> What is required
Find every line in the items below that contains the word "tree", and copy each of those lines.

┌──

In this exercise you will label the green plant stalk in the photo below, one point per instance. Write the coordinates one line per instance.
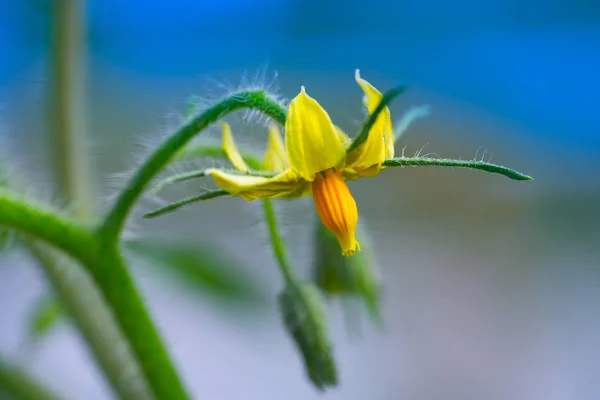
(42, 223)
(88, 310)
(76, 290)
(366, 129)
(277, 243)
(259, 100)
(390, 163)
(211, 194)
(68, 105)
(251, 160)
(446, 162)
(18, 385)
(99, 251)
(109, 271)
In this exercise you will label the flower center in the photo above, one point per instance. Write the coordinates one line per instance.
(336, 208)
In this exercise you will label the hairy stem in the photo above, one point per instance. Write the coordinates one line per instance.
(188, 200)
(113, 224)
(93, 318)
(42, 223)
(445, 162)
(109, 271)
(366, 129)
(251, 160)
(112, 276)
(277, 243)
(67, 100)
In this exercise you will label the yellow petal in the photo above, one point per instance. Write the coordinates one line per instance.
(287, 184)
(311, 141)
(276, 157)
(380, 142)
(231, 149)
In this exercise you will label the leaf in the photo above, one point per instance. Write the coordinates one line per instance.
(203, 269)
(46, 313)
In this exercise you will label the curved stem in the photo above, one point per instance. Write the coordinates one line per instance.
(277, 243)
(114, 221)
(74, 239)
(94, 319)
(446, 162)
(106, 265)
(188, 200)
(366, 129)
(251, 160)
(112, 276)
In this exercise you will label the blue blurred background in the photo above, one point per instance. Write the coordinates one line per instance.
(492, 287)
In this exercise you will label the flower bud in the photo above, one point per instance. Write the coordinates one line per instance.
(350, 276)
(301, 307)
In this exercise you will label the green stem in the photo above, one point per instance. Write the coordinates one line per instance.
(199, 150)
(19, 385)
(42, 223)
(366, 129)
(88, 310)
(109, 271)
(67, 100)
(445, 162)
(114, 221)
(277, 243)
(112, 276)
(188, 200)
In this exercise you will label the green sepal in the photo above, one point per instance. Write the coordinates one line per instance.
(337, 275)
(301, 306)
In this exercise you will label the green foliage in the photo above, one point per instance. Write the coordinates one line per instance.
(46, 313)
(97, 249)
(301, 305)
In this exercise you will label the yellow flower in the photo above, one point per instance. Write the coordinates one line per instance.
(314, 160)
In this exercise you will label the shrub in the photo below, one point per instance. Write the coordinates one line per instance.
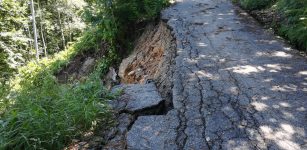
(255, 4)
(294, 24)
(41, 113)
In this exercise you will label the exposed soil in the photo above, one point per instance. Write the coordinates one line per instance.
(151, 60)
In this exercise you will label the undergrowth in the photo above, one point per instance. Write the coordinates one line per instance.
(293, 23)
(37, 112)
(40, 113)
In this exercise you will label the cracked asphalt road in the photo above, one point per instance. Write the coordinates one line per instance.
(236, 86)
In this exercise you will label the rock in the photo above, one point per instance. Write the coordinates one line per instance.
(110, 79)
(137, 97)
(154, 132)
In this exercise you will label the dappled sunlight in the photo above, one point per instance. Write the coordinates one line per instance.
(207, 75)
(303, 73)
(202, 44)
(281, 54)
(259, 106)
(282, 136)
(284, 88)
(247, 69)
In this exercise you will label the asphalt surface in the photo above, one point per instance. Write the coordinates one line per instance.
(235, 85)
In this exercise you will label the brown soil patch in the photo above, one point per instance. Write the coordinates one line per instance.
(152, 60)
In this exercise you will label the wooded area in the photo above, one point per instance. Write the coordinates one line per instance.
(38, 38)
(36, 110)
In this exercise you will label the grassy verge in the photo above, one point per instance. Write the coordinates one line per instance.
(293, 14)
(40, 113)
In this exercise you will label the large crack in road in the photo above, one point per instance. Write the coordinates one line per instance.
(235, 85)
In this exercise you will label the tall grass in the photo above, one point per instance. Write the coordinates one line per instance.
(40, 113)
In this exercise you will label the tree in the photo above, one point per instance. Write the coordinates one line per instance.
(34, 30)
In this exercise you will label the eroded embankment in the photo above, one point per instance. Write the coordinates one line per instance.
(151, 60)
(146, 76)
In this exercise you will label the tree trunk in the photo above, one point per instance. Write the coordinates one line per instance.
(42, 33)
(62, 32)
(34, 30)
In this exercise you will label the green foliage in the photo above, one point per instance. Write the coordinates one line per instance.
(255, 4)
(294, 25)
(14, 47)
(41, 113)
(37, 112)
(117, 19)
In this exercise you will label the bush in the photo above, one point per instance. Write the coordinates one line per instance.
(41, 113)
(294, 24)
(255, 4)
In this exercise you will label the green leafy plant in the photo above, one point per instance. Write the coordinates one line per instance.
(256, 4)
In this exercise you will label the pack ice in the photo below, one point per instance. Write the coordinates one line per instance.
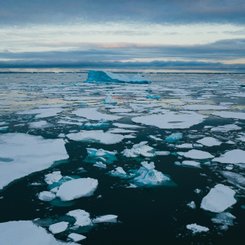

└──

> Full solution
In this exercise you will label the tree in the photo above, one point per instance. Write the coordinates one line per instance.
In this exercise you will label the tree trunk in the photo above, one point per instance. Write the coordinates one line per instance.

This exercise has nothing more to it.